Can you rewrite every one of the lines below as a numbered list, dropping any blank lines?

------------------------------

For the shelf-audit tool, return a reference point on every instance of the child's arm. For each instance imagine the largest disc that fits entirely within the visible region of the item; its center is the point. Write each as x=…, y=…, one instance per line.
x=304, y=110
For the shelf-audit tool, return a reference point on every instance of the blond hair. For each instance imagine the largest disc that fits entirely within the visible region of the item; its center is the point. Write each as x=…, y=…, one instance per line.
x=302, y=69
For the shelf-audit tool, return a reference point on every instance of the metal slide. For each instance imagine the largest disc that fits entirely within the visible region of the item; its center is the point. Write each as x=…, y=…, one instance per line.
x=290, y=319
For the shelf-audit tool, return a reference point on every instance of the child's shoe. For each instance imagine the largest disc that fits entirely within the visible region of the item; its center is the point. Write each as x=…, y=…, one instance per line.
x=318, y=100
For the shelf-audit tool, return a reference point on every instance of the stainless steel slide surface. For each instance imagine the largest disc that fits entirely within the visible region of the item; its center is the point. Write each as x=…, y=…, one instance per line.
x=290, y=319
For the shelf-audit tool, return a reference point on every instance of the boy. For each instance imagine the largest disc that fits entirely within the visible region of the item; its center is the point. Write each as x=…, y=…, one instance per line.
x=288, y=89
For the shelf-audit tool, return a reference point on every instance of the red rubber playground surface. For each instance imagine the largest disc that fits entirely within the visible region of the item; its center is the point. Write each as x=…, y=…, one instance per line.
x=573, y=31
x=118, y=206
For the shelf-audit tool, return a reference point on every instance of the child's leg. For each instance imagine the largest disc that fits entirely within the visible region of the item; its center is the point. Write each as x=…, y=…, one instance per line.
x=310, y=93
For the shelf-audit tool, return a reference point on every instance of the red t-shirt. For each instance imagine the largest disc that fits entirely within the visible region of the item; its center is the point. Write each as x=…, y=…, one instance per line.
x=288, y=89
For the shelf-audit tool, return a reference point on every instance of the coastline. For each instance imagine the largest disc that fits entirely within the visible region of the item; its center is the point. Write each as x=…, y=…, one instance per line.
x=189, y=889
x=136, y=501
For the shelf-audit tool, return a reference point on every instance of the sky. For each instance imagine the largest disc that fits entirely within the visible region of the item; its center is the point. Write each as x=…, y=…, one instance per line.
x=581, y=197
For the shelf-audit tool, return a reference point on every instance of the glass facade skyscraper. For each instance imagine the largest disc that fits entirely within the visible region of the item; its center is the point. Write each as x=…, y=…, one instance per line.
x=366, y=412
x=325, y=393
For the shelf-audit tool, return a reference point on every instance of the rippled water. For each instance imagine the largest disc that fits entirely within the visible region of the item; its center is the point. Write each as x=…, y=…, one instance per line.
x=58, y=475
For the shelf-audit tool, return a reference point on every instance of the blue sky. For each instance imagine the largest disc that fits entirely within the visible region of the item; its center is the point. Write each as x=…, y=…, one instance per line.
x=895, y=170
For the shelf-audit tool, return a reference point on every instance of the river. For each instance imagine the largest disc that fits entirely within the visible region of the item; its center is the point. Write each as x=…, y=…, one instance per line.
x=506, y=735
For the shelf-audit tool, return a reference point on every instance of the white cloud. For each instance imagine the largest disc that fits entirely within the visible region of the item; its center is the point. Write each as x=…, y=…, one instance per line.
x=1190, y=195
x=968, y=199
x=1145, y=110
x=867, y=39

------------------------------

Solution to this exercise:
1. For the shelf-audit tool, return a reference point on every instance of the child's arm. For each instance imagine the largest disc that fits entirely within the visible region of the item; its center is the point. Write each as x=…, y=…, one instance per line.
2. x=304, y=110
3. For the shelf-audit tool, return a reference point on every instance of the blond hair. For each instance imagine the largest disc that fits entirely within the visible region of the item; its center is the point. Write each as x=…, y=…, one instance per line.
4. x=302, y=69
5. For the shelf-audit tool, return a reference point on every instance of the metal slide. For each instance imagine the largest disc that fits entirely within the visible region of the item; its center is the point. Write each as x=…, y=…, one instance per line.
6. x=290, y=319
7. For the shelf-audit tool, return a reference point on every instance of the child's shoe. For each instance imagine the largest disc that fits entirely within the visible region of the item; its center is the point. Write each as x=…, y=…, one instance per line.
8. x=318, y=100
9. For the shelf-audit tool, return a reference point on every instance of the stainless steel slide surface. For each instance imagine the largest disc that fits entirely within the visible region of the item; its center is the point. Write each as x=…, y=…, one instance per line.
10. x=290, y=319
11. For the shelf-audit tool, return a reference point on every instance of the boy. For each instance imagine the largest disc that fits entirely within the visible region of the item; its center is the point. Write each as x=…, y=…, one instance per line.
12. x=288, y=89
13. For the shelf-audit tool, return a reference point on every instance of the red rubber playground surface. For each instance imagine the largest disc that fits entirely within the visible region of the item; its center is the point. Write each as x=…, y=…, one instance per line.
14. x=573, y=31
15. x=118, y=206
16. For the shelf-audit tool, return a reference point on every instance of the child's leg. For each instance imagine the largest disc that fits entirely within the visible region of the item; its center is the point. Write each as x=…, y=…, one instance per line.
17. x=310, y=93
18. For the shelf-audit tool, return a reference point on every instance of the red t-shirt. For each instance imagine the largest disc that fits entirely within the visible region of the item; its center is the point. Write each as x=…, y=…, one instance per line.
19. x=288, y=89
20. For the shelf-audit tool, return a reference point on every instance of the coastline. For each instance imagine the largest disc that fits entirely within the visible region of the item; its center is the point. Write each as x=…, y=…, one instance per line.
21. x=189, y=889
22. x=136, y=501
23. For the shelf-audit tool, return a reference point on every instance of the sky. For each instance imagine the largest disc that fits entirely within the visible region of the item; its center is the point. Write each as x=…, y=…, one instance per line.
24. x=581, y=197
25. For the shelf-audit tool, return a reference point on every instance of the glass facade skyscraper. For each instance imagine the largest disc that fits entirely within the visible region of the item; its center is the point. Write each as x=…, y=…, one instance per line.
26. x=366, y=412
27. x=325, y=393
28. For the shelf-audit tool, return a reference point on every instance of the rippled water. For each instance imagine the largest disc that fits entirely within the visible region of the item; its center is the point. Write each as x=…, y=…, one instance per line.
29. x=58, y=475
30. For the shelf-audit tool, return a reference point on every instance of the blue sky. For each instance imagine the largest disc that fits entirely within the visible region of the item; its center is the point. Write each as x=…, y=…, one instance per line.
31. x=895, y=170
32. For the shelf-audit tool, return a reference point on every instance of the river. For each instance imagine the largest disc that fits entirely within the visible region of the item; its center is the point. Write each as x=…, y=…, one instance per line.
33. x=506, y=735
34. For the shelf-audit tool, return a reference point on every instance of the white cloud. For each instance imagine the largest disc that fits entirely within the visible region of the item; its center is the point. Write each as x=…, y=…, one instance per line.
35. x=1190, y=195
36. x=968, y=199
37. x=1145, y=110
38. x=867, y=39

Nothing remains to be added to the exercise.